▸ **Problem requirements**: How many lines of the material below contain the string "blue"? Reply with the number alone.
-- START OF Rows --
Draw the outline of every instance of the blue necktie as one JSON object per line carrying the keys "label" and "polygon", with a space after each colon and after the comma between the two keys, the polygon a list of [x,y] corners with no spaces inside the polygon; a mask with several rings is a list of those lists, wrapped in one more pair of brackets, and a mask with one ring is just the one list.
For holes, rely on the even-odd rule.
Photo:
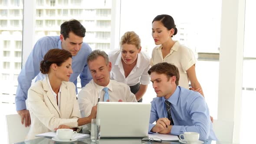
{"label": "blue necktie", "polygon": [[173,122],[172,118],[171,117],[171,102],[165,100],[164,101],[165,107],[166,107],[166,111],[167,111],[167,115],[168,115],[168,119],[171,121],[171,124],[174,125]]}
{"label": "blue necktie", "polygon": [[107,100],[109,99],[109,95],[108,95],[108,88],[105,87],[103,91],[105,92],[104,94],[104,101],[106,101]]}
-- END OF Rows --
-- START OF Rows --
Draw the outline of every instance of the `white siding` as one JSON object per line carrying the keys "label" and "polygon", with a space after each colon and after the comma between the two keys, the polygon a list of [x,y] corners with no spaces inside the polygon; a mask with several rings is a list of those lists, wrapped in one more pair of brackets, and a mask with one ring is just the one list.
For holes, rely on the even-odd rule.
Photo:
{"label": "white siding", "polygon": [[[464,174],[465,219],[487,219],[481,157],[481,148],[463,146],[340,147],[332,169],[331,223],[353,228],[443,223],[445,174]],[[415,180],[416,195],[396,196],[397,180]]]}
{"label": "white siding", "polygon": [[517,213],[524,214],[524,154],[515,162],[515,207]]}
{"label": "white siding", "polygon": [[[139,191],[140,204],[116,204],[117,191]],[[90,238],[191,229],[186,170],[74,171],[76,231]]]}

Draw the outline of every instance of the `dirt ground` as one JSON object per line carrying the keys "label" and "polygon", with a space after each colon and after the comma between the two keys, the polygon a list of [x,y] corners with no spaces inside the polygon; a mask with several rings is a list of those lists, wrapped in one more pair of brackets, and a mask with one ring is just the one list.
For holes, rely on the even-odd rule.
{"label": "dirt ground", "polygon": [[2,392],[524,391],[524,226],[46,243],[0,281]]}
-- END OF Rows --
-- START OF Rows --
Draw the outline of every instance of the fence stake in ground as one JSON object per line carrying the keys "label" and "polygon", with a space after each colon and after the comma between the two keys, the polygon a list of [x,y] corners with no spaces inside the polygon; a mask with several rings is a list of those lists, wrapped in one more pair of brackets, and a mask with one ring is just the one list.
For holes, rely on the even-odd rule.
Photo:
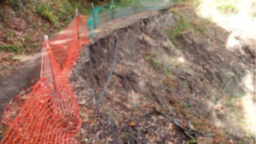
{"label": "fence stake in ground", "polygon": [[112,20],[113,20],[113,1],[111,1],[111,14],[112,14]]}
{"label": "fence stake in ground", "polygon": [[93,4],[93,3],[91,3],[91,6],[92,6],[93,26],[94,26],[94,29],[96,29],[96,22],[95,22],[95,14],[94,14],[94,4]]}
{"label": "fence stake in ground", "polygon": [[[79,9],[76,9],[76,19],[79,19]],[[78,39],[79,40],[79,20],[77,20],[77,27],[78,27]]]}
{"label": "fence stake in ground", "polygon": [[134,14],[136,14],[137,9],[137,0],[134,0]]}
-- END OF Rows --
▸ **Task solution**: 3